Given request> Could you print the lines below verbatim, starting at the line that contains "Practice. Indicate each instance of the snow-covered" and stopping after the line that contains "x=258, y=707"?
── Dataset content
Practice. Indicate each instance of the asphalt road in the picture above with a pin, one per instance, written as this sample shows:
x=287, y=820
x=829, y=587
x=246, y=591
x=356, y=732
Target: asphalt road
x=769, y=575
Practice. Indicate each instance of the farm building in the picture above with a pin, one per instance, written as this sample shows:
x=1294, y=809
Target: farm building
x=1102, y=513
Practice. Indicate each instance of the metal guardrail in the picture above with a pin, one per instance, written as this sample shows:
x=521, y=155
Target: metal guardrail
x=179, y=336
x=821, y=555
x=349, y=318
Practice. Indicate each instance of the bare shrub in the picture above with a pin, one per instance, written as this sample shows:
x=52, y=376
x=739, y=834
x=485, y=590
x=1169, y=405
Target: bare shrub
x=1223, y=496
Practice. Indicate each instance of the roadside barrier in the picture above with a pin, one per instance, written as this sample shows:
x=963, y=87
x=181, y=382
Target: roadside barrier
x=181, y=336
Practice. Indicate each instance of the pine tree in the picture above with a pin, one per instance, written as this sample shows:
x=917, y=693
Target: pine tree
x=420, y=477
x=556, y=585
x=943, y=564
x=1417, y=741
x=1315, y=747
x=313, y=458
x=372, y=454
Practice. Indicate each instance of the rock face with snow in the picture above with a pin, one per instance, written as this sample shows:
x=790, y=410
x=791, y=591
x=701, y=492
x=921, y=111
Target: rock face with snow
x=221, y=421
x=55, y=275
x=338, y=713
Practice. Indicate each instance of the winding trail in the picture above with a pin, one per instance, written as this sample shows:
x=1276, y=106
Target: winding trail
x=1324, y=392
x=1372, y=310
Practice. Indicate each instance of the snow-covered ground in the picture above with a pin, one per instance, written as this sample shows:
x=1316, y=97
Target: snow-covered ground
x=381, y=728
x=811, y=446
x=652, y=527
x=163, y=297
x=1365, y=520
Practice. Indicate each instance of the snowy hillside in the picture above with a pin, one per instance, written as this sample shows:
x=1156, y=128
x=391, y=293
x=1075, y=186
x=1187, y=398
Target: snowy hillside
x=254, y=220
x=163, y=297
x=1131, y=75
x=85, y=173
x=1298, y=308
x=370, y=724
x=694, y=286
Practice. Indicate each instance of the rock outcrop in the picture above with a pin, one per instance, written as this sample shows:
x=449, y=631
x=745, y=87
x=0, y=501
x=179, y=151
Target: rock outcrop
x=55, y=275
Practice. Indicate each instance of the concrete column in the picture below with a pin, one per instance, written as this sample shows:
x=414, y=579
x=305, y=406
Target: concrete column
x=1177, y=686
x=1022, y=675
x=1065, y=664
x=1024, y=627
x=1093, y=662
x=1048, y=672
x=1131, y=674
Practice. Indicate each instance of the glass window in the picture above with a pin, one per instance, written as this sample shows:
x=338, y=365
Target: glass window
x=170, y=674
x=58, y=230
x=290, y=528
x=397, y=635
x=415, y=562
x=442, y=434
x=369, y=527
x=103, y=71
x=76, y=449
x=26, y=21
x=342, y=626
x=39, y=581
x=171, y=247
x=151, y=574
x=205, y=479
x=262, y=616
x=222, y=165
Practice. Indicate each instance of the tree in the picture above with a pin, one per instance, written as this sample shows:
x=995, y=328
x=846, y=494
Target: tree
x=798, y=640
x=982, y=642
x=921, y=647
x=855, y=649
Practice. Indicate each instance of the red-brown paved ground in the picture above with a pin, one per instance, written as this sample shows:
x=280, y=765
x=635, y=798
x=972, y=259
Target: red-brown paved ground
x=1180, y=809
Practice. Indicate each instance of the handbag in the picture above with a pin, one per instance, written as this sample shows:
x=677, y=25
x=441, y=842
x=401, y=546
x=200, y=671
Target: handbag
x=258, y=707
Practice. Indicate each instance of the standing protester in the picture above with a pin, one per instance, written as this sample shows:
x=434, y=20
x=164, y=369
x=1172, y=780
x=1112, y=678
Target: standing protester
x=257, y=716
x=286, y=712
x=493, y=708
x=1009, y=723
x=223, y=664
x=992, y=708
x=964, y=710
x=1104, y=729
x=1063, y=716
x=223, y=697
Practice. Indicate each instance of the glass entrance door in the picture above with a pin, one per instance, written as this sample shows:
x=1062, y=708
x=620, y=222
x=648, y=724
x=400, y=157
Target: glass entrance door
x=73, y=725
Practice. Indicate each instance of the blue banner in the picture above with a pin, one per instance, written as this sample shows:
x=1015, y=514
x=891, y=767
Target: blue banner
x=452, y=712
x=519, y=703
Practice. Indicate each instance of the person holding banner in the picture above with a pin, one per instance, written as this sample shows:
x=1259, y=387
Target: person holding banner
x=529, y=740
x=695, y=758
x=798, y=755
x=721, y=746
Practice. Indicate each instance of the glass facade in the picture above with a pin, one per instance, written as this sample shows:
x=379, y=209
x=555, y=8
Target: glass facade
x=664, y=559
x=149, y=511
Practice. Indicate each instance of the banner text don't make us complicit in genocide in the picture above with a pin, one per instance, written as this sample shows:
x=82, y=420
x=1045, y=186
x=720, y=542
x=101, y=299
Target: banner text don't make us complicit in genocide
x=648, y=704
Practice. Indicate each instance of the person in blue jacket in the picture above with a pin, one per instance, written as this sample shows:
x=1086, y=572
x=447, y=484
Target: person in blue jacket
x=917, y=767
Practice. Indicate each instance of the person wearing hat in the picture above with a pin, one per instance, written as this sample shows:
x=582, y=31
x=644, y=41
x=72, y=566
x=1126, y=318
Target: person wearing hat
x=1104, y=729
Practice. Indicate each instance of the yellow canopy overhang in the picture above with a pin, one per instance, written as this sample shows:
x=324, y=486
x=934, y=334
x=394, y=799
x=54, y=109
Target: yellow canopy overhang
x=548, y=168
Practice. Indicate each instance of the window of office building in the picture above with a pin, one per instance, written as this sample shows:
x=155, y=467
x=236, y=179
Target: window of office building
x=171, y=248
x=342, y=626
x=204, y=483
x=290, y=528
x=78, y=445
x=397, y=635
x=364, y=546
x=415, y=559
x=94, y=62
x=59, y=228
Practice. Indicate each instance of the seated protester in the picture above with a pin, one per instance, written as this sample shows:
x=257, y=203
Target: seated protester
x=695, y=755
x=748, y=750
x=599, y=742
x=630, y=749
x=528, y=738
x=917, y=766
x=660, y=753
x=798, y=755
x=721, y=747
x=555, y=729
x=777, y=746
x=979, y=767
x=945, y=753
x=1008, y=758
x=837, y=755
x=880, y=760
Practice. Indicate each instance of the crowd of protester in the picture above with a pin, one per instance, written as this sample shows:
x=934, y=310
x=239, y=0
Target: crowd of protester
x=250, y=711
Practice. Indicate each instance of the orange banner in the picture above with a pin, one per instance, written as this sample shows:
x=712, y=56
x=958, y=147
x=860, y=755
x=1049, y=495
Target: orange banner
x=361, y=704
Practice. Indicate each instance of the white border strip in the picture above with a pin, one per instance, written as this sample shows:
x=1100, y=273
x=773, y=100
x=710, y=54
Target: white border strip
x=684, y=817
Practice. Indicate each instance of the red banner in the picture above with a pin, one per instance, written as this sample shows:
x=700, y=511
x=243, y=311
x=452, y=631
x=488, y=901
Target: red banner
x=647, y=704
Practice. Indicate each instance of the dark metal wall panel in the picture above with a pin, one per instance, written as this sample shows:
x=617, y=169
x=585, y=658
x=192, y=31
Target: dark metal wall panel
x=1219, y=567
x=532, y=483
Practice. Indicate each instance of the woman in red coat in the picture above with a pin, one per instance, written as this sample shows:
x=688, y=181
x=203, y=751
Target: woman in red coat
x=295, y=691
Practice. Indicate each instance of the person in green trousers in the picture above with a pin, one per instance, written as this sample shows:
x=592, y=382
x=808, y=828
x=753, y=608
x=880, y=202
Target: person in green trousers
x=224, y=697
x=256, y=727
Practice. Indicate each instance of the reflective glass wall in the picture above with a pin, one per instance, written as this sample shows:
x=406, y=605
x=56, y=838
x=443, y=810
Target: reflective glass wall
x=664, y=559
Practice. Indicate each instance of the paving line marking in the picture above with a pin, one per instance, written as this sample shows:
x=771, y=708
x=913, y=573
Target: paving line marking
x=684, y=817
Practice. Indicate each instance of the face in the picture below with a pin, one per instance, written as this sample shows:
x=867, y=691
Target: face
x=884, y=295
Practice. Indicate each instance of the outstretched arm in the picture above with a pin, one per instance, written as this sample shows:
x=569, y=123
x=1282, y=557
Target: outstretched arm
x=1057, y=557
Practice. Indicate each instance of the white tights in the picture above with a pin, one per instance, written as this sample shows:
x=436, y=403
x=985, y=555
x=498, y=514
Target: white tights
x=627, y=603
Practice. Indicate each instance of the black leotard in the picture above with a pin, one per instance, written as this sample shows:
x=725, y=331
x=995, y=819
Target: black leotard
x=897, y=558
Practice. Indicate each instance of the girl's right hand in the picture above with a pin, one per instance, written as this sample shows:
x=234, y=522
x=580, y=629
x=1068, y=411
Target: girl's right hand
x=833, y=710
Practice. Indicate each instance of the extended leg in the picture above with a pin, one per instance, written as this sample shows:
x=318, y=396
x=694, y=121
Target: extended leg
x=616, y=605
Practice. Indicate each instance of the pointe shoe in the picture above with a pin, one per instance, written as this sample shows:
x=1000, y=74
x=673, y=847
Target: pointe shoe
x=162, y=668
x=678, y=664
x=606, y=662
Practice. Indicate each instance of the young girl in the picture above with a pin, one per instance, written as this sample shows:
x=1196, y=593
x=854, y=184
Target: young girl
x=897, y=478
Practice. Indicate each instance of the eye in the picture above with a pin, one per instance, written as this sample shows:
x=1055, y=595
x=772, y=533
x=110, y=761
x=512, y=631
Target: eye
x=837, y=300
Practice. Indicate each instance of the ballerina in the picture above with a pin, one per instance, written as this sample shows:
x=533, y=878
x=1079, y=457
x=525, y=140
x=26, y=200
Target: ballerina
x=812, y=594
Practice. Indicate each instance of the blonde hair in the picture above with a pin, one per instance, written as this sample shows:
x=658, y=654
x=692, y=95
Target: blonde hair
────
Written reply>
Practice. Indicate each instance of the snow-covered ground in the picture above with a pin, one per instance, written as this sample shows:
x=1316, y=97
Target: snow-covered ground
x=381, y=728
x=811, y=446
x=652, y=527
x=163, y=297
x=1365, y=520
Practice. Indicate each instance of the snowy hillside in the picture above with a pin, one per instance, written as this sample shows:
x=1156, y=128
x=391, y=293
x=1075, y=186
x=1187, y=398
Target: snowy hillside
x=254, y=220
x=163, y=297
x=1131, y=75
x=85, y=173
x=1298, y=308
x=370, y=724
x=694, y=286
Practice. Indicate each instance of the rock outcrop in the picture above with a pin, one per instance, written as this sample shows:
x=449, y=631
x=745, y=87
x=0, y=501
x=179, y=151
Target: rock outcrop
x=55, y=275
Practice. Indicate each instance of the concrete column in the picture below with a pin, one per instance, written as this sample shows:
x=414, y=579
x=305, y=406
Target: concrete column
x=1177, y=686
x=1022, y=675
x=1065, y=664
x=1024, y=627
x=1093, y=662
x=1048, y=672
x=1131, y=674
Practice. Indicate each instance of the glass window in the picture above with a pin, one per instance, written as this sample shows:
x=338, y=365
Target: glass window
x=170, y=674
x=58, y=230
x=290, y=528
x=397, y=635
x=415, y=562
x=442, y=434
x=369, y=527
x=103, y=71
x=76, y=449
x=26, y=21
x=342, y=626
x=39, y=581
x=171, y=247
x=151, y=574
x=205, y=479
x=262, y=616
x=222, y=165
Practice. Indicate each instance of the tree in the picture above with a pin, one per instance, written as this sample shows:
x=995, y=328
x=846, y=494
Target: tree
x=798, y=640
x=982, y=642
x=921, y=647
x=855, y=649
Practice. Indicate each instance of the red-brown paved ground in the picture above with a pin, one per instance, written as this sample shows:
x=280, y=765
x=635, y=798
x=972, y=259
Target: red-brown paved ground
x=1180, y=809
Practice. Indicate each instance of the handbag in the picture above with a pin, one per instance, written as this sample shows:
x=677, y=25
x=441, y=842
x=401, y=546
x=200, y=671
Target: handbag
x=258, y=707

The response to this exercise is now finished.